## GOAL
Reproduce the lines from the one containing "For automation purposes, where is the distant" through the one containing "[433,969,696,1198]", changing "Box coordinates" to "Region coordinates" and leaving all else as it stands.

--- Start of INPUT FOR THIS TASK ---

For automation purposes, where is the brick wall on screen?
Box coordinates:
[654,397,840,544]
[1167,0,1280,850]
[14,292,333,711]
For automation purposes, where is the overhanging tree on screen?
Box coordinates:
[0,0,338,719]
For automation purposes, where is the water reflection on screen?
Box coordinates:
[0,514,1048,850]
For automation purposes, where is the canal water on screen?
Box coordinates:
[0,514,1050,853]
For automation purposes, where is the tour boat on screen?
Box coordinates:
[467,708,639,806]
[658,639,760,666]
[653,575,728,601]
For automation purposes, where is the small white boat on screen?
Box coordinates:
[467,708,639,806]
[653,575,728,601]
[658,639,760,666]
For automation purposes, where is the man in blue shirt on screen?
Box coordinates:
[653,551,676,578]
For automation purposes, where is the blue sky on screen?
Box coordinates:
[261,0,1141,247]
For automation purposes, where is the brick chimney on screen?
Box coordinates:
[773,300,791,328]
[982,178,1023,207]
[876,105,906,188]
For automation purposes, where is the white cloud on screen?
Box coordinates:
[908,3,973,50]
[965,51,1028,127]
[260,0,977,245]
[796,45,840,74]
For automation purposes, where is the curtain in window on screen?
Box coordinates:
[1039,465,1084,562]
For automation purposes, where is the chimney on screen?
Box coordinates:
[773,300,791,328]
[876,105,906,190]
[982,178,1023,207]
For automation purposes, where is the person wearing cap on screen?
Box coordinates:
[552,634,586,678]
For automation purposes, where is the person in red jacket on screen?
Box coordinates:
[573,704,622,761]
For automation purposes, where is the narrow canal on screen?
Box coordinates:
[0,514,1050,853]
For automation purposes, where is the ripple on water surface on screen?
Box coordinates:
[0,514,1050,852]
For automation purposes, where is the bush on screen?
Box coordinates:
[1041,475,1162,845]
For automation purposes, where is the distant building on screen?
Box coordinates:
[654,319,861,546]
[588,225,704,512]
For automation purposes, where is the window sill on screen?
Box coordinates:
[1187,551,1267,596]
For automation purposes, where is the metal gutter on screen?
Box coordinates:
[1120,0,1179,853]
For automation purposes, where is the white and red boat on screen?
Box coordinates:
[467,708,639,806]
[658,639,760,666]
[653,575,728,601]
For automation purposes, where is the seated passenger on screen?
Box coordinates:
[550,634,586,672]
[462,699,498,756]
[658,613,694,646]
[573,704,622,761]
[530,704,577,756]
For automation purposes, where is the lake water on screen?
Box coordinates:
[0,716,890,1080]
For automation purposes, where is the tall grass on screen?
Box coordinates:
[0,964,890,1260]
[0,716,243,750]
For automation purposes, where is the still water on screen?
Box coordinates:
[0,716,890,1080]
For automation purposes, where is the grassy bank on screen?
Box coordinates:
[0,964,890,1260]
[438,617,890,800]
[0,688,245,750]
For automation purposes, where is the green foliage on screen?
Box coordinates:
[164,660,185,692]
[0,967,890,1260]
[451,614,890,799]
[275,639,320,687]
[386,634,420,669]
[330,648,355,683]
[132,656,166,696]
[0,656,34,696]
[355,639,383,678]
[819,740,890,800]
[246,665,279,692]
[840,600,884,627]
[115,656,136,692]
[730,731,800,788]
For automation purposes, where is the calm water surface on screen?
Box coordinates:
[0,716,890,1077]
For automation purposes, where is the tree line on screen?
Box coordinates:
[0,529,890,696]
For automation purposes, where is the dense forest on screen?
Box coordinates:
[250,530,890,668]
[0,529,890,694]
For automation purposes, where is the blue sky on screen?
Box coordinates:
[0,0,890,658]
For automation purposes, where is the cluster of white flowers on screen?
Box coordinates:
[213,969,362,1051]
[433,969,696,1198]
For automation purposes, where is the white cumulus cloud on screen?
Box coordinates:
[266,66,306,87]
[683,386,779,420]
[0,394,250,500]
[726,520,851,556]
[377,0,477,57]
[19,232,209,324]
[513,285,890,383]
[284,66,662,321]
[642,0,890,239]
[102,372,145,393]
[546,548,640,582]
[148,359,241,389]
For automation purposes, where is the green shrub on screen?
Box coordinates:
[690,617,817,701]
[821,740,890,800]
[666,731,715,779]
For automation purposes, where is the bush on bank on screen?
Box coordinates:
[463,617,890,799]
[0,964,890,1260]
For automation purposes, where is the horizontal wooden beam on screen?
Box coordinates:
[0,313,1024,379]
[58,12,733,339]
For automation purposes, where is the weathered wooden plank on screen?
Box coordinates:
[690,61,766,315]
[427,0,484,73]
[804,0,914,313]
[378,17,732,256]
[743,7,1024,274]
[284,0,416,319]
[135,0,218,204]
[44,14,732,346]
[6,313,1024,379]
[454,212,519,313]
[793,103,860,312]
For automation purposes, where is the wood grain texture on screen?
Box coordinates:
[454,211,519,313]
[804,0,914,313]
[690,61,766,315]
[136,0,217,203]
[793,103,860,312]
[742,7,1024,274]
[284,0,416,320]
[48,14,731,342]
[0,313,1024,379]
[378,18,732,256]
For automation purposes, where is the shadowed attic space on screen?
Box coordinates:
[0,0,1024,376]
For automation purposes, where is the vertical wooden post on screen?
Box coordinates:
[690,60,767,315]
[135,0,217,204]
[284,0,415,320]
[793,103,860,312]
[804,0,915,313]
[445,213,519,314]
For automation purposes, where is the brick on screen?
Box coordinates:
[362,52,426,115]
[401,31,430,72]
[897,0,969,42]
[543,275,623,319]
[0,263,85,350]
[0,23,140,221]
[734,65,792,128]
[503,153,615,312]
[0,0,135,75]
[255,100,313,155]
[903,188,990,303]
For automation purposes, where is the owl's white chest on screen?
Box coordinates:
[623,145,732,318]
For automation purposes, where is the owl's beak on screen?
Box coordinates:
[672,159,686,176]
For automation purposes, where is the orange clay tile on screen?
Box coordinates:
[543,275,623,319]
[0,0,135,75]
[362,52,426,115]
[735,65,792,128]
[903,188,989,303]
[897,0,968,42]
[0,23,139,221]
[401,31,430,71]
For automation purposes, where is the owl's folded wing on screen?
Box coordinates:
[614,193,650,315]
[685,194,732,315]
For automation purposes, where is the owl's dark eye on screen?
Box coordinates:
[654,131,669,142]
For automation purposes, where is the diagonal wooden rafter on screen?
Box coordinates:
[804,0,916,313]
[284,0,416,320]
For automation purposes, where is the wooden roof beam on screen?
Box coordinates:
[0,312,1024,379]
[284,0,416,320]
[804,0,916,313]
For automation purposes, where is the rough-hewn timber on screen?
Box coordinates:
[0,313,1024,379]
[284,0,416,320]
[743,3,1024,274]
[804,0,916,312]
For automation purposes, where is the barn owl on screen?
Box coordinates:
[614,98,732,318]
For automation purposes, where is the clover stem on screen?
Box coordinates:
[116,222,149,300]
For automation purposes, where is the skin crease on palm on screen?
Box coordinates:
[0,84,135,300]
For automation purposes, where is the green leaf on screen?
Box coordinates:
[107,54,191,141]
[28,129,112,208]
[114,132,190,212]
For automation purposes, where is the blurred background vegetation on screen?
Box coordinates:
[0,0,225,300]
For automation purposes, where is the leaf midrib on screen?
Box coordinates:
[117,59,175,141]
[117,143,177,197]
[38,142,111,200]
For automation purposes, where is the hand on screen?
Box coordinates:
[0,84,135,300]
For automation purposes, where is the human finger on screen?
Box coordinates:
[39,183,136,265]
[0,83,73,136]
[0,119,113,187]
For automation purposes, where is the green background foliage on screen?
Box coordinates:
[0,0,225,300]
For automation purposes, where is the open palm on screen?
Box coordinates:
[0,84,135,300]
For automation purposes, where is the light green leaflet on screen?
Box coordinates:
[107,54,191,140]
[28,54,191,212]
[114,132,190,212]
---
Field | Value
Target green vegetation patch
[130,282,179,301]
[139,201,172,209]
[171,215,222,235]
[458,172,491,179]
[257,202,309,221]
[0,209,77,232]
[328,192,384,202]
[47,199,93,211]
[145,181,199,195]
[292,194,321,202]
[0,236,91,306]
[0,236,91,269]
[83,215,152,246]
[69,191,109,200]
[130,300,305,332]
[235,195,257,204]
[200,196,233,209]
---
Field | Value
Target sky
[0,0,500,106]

--- End of INPUT FOR THIS TASK ---

## IN RESPONSE
For automation purposes, where is the distant building on screen?
Region coordinates:
[654,319,861,546]
[588,225,704,512]
For automation purposes, where is the window sill on screen?
Region coordinates:
[1187,551,1267,596]
For automation purposes, where is the metal gutter on screen?
Region coordinates:
[1120,0,1179,853]
For automation purposes, where is the white and red boat on screen?
Region coordinates:
[467,708,639,806]
[658,639,760,666]
[653,575,728,601]
For automation purposes, where is the seated passenger on screen?
Region coordinates:
[550,634,586,672]
[462,699,498,756]
[658,613,694,646]
[573,704,622,761]
[530,704,577,756]
For automation purposes, where is the lake water on screen?
Region coordinates:
[0,716,890,1080]
For automation purposes, where is the tall grass on screen?
Region coordinates:
[0,964,890,1260]
[0,716,243,750]
For automation purposes, where is the still water on screen?
Region coordinates:
[0,716,890,1080]
For automation purposes, where is the grassy bank on screen?
Region coordinates:
[0,964,890,1260]
[438,617,890,800]
[0,688,245,750]
For automation purposes, where is the green foliage on screen?
Region coordinates:
[164,660,185,692]
[0,967,890,1260]
[451,614,890,799]
[275,639,320,687]
[386,634,420,669]
[330,648,355,683]
[132,656,166,696]
[0,656,34,696]
[355,639,383,678]
[819,740,890,800]
[246,665,279,692]
[840,600,884,627]
[115,656,136,692]
[730,731,800,788]
For automation purposes, where is the calm water surface on screen?
Region coordinates:
[0,716,890,1077]
For automation purposes, where is the tree line on screen?
Region coordinates:
[0,529,890,696]
For automation purposes, where is the dense forest on screen?
Region coordinates:
[250,530,890,668]
[0,529,890,694]
For automation purposes, where is the blue sky on screen?
Region coordinates:
[0,0,890,658]
For automation purposes, where is the cluster of white flowers on screen?
Region coordinates:
[213,969,362,1051]
[433,969,696,1198]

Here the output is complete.